---- Extracted information

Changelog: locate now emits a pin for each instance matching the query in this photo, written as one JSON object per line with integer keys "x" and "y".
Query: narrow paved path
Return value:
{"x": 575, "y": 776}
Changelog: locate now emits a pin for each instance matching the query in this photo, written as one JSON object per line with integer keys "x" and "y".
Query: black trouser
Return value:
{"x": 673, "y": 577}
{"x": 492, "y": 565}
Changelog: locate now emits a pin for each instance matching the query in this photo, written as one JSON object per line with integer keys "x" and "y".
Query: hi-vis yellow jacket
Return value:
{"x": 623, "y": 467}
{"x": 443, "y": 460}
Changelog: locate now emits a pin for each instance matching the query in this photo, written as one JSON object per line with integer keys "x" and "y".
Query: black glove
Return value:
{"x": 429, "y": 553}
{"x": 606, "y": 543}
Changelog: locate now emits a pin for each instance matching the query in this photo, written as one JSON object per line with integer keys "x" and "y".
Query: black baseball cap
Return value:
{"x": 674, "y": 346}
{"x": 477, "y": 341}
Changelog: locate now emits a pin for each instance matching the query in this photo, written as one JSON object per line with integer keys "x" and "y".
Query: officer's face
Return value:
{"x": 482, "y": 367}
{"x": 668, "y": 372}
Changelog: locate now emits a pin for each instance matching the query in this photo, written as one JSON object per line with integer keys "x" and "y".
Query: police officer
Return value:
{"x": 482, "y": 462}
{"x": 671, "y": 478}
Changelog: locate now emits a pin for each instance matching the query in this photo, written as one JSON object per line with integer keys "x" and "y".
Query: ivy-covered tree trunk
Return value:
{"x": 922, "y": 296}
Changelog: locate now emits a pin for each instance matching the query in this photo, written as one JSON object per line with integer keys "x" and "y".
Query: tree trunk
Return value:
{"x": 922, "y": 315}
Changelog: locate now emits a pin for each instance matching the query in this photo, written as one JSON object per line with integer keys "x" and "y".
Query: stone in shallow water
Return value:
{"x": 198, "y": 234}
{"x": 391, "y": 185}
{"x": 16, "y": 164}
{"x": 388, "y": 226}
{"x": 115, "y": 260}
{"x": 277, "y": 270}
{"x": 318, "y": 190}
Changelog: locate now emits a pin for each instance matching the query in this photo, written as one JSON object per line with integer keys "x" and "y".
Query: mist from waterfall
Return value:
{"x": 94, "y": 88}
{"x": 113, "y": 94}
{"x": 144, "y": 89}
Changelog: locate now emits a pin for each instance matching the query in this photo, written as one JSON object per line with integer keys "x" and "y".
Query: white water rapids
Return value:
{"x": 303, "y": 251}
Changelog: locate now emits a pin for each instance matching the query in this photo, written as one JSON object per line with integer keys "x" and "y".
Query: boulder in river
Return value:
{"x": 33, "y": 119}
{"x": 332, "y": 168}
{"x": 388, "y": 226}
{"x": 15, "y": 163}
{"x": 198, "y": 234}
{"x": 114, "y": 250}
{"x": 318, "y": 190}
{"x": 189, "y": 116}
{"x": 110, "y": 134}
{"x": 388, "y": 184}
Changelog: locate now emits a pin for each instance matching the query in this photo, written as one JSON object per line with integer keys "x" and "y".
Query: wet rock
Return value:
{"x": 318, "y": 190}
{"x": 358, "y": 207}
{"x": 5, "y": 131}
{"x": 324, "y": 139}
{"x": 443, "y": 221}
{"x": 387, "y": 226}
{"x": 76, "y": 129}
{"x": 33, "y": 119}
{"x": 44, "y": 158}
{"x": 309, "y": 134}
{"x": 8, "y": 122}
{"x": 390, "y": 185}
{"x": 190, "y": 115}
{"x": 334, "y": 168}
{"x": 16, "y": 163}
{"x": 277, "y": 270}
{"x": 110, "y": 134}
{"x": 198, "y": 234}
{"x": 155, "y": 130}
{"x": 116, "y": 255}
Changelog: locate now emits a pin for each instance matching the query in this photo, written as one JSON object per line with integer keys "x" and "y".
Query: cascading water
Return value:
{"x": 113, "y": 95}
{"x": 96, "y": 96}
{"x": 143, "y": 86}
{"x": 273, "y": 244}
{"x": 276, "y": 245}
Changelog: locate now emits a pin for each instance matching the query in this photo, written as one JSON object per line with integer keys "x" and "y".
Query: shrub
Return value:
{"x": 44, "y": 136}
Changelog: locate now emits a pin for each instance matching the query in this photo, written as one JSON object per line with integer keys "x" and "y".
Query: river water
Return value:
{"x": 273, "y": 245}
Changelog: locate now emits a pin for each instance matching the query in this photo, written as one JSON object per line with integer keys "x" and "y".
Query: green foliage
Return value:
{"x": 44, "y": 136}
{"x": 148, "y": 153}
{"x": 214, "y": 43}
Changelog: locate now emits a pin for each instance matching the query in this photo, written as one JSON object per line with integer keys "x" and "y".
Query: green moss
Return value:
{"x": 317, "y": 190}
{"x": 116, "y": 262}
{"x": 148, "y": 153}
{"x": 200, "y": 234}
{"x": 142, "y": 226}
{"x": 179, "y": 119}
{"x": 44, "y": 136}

--------

### What you need to do
For the string "river", search the preceding data and copy every line that includes it.

### Output of the task
Query: boulder in river
Query: river water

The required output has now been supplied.